Changing government incentives is the first step to restore family formation
by Robert W. Patterson
This article was first published at WashingtonExaminer.com on April 27, 2011.
Third of a three-part series
It may be unfair to indict the political class for lack of nerve in addressing family breakdown.
Even as the retreat from family life became pronounced among the low-income population and has devastated the poor, Congress deep-sixed Aid to Families with Dependent Children in 1996 in hope of reversing the rise in out-of-wedlock births among African Americans that had raised the Irish ire of Daniel Patrick Moynihan 30 years before.
Yet the architects of welfare reform were whistling past the graveyard if they thought that changes to one program could undo the effects of the massive War on Poverty, which continued to displace fathers and marriage from families at the lower-end of the income scale.
The means-tested welfare system remains as bloated as it was in 1996, with direct costs to taxpayers of nearly $1 trillion this year, according to the Heritage Foundation. Moreover, family disintegration has spread to the middle class, with four of every 10 children born out of wedlock today and cohabitation at epidemic levels.

Task brief: Transcribe the passage of the article on family formation starting with "The means-tested welfare" and going on through "at epidemic levels.". The items that follow come from a separate source and are unrelated to the article on family formation.

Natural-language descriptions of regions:

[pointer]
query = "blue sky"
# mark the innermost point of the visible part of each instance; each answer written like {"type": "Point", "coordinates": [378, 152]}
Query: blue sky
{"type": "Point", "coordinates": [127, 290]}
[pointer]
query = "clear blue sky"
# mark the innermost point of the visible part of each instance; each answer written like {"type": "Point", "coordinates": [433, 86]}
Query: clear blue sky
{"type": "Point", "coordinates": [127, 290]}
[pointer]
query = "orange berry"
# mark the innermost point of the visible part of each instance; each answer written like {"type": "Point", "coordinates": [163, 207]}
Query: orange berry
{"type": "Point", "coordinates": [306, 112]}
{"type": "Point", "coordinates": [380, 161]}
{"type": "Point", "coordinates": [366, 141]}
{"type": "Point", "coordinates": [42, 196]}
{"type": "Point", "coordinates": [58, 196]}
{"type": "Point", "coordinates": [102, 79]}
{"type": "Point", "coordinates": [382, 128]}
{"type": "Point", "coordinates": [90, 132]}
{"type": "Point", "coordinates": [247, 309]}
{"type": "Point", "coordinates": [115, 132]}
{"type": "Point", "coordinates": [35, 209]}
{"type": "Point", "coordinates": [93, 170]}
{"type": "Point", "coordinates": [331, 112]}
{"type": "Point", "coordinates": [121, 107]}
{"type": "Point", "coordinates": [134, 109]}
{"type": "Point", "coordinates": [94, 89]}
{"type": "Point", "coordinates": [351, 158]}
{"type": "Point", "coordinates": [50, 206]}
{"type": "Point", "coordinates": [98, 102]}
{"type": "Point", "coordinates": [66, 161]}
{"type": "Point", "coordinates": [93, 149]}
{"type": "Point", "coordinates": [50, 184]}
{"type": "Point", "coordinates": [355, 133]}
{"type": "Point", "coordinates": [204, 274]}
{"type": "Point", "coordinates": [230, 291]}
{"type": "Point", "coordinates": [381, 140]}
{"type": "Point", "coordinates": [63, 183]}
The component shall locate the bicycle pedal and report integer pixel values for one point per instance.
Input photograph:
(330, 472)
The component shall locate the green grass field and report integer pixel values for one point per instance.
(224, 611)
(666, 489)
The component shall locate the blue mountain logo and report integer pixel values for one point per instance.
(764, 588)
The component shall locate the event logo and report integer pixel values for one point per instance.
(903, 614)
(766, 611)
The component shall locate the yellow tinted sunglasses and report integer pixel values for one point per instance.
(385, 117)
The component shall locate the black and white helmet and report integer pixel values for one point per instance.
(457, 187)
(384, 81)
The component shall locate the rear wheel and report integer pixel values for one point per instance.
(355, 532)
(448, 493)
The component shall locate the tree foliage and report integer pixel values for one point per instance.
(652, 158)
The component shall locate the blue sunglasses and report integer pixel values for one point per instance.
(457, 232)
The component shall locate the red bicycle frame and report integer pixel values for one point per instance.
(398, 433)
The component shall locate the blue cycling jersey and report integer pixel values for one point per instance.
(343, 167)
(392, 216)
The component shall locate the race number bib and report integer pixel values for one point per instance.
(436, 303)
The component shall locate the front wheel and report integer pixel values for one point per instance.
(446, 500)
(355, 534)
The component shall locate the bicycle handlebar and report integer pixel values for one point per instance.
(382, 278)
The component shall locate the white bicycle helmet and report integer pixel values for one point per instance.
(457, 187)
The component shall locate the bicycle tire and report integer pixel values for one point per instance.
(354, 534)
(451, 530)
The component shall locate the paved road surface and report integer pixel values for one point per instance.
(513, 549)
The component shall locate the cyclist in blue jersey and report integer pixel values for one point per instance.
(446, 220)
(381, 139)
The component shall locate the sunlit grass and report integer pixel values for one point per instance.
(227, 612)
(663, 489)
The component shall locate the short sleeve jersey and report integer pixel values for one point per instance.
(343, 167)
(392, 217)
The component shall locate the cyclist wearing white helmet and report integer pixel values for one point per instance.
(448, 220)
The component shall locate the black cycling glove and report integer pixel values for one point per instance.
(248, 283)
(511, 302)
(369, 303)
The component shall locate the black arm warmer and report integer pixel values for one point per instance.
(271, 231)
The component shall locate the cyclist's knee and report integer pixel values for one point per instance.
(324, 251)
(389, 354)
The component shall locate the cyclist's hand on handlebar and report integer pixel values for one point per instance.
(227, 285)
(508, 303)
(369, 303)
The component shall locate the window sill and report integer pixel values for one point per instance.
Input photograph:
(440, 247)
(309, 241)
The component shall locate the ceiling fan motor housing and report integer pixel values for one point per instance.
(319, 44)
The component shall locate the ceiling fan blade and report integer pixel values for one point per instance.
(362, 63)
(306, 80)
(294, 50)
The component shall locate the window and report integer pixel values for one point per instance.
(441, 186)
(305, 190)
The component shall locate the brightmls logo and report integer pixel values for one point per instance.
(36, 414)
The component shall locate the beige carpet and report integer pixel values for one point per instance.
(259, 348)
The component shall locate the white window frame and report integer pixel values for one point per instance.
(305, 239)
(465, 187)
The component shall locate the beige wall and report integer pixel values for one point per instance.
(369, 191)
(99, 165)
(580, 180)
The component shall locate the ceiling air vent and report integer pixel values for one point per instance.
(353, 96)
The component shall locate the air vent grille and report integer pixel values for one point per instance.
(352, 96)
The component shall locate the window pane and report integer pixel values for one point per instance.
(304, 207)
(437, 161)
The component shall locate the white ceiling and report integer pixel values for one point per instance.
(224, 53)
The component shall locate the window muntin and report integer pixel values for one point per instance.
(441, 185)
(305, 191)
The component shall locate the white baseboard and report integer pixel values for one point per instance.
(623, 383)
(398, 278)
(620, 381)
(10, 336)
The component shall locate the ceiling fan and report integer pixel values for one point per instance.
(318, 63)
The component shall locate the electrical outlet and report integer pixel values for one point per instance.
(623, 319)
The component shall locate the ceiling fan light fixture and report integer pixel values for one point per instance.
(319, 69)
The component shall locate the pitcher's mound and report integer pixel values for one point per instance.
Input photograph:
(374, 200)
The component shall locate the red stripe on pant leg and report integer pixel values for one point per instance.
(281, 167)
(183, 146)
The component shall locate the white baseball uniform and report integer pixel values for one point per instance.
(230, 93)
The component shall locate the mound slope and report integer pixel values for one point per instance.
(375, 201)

Exercise answer:
The means-tested welfare system remains as bloated as it was in 1996, with direct costs to taxpayers of nearly $1 trillion this year, according to the Heritage Foundation. Moreover, family disintegration has spread to the middle class, with four of every 10 children born out of wedlock today and cohabitation at epidemic levels.